Your goal —
Select from the records below every line that has the word "carved" in it.

Material for the task —
▬▬▬

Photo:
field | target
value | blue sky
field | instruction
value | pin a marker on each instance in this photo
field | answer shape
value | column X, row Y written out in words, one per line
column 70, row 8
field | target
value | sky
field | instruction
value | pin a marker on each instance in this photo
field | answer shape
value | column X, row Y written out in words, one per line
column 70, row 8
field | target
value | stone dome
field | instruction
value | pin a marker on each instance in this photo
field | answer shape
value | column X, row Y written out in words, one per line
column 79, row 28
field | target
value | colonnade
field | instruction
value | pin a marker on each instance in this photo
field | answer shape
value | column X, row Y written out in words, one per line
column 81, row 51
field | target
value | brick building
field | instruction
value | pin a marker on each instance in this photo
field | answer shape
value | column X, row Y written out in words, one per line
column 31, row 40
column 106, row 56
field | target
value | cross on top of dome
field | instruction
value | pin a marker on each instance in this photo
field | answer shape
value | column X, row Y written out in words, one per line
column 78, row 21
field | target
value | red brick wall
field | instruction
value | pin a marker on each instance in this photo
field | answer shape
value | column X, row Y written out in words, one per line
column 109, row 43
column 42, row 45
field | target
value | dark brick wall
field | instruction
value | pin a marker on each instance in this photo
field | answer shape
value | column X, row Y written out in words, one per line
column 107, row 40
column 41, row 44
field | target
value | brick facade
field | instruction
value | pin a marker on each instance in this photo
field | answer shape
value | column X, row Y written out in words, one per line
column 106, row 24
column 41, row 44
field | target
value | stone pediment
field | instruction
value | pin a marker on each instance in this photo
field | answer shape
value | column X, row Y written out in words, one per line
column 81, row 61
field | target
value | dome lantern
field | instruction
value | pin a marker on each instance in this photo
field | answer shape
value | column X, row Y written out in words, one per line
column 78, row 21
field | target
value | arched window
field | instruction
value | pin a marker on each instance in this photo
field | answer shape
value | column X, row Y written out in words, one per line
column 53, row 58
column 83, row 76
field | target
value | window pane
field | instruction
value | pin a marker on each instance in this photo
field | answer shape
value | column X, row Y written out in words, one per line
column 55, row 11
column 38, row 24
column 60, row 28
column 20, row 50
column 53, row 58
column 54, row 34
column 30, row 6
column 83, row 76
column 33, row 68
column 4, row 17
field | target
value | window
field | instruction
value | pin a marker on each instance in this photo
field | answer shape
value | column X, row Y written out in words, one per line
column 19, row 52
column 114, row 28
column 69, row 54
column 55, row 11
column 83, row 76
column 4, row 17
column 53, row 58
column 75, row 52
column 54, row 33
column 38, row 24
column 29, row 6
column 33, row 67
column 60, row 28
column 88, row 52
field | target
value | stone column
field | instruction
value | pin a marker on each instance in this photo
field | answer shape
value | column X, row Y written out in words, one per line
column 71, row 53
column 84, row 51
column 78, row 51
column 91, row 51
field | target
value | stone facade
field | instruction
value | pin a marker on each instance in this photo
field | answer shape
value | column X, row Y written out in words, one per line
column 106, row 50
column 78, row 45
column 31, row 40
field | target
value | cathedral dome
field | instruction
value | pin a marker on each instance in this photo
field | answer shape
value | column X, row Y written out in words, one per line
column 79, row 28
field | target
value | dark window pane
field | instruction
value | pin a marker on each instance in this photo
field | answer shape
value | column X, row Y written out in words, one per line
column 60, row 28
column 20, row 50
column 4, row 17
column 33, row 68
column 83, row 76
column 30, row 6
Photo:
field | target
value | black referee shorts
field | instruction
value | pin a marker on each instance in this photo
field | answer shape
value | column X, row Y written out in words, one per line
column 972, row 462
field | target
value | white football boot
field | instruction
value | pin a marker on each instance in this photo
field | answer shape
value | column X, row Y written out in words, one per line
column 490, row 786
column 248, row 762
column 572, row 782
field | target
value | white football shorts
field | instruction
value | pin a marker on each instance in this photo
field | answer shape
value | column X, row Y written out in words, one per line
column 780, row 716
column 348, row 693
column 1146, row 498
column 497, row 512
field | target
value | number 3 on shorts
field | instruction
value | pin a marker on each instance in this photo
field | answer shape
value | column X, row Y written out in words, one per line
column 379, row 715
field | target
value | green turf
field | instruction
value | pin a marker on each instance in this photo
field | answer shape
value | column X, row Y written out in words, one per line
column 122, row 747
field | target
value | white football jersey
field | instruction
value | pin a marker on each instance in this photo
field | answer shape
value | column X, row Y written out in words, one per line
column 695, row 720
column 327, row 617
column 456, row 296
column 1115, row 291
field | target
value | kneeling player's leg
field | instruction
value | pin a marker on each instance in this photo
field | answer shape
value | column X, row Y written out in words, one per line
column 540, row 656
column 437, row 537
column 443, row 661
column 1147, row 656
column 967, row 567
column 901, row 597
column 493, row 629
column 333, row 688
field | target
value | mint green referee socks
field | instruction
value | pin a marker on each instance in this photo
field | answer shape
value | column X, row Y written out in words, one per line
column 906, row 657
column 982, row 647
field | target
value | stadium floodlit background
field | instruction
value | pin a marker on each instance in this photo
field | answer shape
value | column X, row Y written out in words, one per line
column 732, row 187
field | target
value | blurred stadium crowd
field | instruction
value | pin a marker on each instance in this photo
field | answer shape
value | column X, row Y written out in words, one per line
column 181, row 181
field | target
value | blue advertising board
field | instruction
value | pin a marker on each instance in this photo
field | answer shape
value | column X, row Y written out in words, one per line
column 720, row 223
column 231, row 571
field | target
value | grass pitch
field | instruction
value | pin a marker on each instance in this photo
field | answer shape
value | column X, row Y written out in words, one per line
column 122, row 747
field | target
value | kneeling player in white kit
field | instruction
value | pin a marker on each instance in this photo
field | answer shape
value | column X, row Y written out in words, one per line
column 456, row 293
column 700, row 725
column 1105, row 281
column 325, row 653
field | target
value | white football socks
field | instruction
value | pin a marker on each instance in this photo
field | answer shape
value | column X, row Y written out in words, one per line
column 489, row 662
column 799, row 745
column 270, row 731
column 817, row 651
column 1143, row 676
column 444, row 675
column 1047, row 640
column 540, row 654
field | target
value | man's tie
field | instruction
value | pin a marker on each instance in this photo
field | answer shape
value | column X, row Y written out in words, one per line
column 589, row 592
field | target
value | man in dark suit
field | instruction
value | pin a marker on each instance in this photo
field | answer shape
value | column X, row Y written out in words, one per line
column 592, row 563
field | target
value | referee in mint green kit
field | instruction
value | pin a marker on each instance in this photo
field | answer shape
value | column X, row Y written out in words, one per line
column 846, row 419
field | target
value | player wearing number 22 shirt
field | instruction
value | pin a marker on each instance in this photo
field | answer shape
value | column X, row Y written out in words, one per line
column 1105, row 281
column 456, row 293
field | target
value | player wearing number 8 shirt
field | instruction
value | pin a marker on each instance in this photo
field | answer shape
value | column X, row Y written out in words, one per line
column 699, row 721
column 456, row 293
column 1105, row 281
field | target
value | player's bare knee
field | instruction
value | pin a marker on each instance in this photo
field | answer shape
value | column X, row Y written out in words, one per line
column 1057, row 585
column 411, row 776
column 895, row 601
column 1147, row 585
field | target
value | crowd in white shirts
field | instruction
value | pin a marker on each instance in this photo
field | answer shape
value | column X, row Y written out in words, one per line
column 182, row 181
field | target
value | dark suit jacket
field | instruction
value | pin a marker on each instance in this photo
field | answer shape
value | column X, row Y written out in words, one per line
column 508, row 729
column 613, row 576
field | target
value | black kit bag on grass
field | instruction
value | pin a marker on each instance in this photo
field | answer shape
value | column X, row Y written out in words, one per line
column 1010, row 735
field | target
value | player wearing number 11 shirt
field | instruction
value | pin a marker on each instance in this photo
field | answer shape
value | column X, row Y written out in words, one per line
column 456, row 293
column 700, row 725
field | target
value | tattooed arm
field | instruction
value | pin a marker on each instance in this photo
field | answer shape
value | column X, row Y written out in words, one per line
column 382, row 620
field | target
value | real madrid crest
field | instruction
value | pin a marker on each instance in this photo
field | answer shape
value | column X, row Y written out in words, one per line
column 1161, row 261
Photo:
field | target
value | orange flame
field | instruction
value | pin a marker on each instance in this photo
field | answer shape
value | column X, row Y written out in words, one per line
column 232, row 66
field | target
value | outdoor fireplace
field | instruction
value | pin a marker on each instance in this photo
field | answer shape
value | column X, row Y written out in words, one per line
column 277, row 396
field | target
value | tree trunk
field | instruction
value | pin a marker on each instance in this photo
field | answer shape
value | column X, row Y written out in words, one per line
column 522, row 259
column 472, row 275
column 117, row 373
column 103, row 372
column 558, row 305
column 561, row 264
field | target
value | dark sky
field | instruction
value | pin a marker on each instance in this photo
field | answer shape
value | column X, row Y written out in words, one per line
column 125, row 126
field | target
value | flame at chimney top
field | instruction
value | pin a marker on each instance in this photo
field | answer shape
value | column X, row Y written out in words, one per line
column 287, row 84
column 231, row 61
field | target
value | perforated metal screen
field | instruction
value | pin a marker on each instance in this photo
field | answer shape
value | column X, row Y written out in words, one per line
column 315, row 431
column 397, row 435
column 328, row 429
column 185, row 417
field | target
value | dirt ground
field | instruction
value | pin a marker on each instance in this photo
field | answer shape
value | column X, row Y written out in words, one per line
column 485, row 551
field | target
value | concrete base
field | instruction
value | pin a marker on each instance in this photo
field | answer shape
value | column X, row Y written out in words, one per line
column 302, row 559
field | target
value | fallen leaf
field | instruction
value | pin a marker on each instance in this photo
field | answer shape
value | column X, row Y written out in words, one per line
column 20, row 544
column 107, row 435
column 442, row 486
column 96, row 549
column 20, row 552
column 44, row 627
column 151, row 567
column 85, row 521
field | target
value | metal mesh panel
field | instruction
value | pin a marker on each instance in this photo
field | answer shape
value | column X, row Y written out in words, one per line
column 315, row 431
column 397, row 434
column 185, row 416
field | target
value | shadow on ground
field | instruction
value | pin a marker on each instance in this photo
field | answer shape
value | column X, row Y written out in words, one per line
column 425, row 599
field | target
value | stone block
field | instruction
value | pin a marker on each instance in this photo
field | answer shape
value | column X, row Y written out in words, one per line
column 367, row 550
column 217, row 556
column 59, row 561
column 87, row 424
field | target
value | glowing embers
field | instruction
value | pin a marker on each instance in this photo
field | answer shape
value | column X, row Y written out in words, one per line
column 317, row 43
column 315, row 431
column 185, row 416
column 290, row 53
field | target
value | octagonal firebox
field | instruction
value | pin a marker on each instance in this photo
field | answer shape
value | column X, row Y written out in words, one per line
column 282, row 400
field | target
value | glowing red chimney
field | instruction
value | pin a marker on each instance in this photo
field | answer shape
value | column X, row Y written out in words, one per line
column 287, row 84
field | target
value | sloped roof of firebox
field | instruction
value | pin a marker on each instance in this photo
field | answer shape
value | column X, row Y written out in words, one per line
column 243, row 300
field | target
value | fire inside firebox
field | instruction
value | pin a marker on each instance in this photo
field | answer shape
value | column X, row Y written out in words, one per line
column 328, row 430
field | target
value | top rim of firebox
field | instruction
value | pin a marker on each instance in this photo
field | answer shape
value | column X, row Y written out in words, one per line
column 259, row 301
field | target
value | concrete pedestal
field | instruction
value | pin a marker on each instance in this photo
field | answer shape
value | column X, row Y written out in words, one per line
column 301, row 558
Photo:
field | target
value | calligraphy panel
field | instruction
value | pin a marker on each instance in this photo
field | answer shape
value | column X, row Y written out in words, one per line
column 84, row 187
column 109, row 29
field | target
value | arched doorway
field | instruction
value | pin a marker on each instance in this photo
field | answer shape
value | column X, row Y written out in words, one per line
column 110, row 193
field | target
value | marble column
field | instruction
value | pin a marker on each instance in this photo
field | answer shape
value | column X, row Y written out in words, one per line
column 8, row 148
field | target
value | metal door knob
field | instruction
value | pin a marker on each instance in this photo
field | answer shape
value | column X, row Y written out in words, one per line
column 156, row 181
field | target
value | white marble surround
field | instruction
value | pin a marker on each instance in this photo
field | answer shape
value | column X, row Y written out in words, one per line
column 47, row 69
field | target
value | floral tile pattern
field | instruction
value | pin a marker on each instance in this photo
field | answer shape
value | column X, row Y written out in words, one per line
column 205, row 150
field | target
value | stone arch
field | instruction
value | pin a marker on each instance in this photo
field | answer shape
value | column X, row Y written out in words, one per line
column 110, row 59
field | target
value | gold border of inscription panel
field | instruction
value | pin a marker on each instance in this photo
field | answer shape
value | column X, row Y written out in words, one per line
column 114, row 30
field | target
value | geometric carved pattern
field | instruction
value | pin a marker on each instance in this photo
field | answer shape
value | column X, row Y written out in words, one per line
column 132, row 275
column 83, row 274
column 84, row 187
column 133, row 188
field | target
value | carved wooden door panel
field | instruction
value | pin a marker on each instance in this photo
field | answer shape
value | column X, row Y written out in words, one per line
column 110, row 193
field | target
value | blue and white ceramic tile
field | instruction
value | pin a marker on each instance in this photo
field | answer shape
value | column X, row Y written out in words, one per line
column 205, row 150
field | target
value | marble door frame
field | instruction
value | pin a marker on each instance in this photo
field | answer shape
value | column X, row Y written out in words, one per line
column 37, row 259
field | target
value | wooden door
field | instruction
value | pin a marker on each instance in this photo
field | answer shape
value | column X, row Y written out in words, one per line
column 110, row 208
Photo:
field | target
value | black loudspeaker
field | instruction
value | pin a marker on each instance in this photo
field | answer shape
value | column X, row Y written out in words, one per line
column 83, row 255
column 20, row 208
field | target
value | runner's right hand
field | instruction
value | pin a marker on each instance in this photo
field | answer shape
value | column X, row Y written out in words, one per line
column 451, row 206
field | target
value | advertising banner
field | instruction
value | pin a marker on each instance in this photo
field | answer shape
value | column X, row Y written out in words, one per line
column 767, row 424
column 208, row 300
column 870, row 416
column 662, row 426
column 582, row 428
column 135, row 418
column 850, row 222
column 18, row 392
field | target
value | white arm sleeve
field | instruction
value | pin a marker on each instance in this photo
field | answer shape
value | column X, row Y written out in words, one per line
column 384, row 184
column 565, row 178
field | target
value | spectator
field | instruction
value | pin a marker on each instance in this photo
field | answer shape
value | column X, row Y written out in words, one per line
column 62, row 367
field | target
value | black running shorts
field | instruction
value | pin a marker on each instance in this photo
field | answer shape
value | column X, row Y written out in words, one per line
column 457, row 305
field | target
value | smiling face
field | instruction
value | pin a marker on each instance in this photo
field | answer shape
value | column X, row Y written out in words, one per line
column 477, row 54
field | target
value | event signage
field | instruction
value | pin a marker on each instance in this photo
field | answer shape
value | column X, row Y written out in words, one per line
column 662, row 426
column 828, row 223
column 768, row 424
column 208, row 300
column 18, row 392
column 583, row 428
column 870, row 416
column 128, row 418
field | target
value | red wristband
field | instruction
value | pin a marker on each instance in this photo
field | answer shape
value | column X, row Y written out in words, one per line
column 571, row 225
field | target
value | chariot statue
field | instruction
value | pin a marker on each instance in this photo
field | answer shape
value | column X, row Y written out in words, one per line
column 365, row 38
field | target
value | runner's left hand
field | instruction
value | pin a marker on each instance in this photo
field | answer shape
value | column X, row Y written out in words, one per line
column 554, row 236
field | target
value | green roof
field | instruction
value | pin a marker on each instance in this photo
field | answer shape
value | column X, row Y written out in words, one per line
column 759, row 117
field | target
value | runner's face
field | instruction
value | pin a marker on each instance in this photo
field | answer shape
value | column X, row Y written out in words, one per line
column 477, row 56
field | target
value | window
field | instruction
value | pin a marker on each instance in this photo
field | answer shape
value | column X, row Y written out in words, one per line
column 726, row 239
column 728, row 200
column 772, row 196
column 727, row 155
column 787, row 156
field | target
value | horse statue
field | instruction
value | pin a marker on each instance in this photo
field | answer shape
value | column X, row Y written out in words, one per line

▬▬▬

Reply —
value | geometric carved pattern
value | carved wooden door panel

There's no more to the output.